TASK OBJECTIVE: Reproduce the listing below verbatim, beginning at the line that contains "tag the neighboring building" and continuing to the end of the listing, with both of those ends included.

--- BEGIN SOURCE DATA ---

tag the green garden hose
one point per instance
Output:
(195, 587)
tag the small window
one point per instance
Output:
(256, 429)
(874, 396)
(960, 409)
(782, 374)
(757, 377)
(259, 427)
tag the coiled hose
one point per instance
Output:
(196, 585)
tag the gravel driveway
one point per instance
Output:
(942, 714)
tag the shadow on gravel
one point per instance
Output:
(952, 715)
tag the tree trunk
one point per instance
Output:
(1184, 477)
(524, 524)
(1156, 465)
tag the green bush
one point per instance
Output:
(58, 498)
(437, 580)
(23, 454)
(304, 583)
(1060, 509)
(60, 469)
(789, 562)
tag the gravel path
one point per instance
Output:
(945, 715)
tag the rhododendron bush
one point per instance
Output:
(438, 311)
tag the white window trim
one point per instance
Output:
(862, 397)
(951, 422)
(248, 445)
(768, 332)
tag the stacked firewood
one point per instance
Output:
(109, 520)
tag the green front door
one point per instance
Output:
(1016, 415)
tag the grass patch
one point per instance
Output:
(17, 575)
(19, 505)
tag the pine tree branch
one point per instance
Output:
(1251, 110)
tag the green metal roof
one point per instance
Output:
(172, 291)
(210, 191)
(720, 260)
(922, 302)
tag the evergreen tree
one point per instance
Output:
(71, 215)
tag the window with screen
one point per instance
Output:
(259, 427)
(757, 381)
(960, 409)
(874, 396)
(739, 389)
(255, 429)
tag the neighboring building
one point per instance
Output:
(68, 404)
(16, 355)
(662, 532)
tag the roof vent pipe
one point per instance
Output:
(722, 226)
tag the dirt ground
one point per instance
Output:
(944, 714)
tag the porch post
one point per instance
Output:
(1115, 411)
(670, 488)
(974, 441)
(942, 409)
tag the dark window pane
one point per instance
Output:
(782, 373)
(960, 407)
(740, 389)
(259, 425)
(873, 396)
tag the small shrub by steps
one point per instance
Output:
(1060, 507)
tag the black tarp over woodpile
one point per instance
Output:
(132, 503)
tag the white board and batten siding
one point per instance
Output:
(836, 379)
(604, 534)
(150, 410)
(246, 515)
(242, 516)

--- END SOURCE DATA ---

ANSWER:
tag the neighboring building
one point per instance
Output:
(68, 404)
(16, 355)
(662, 532)
tag the roof vent pipe
one point per instance
Output:
(722, 226)
tag the dirt ground
one point per instance
Output:
(944, 714)
tag the porch post
one point per instance
Output:
(1115, 411)
(670, 488)
(974, 441)
(942, 409)
tag the dark window pane
one point per instance
Output:
(782, 373)
(960, 407)
(740, 389)
(259, 425)
(873, 396)
tag the small shrub by steps
one point per instance
Output:
(1060, 507)
tag the black tarp over woodpile
one point per instance
Output:
(132, 503)
tag the white board and batten siding
one point per instance
Output:
(836, 379)
(604, 534)
(150, 410)
(246, 515)
(242, 516)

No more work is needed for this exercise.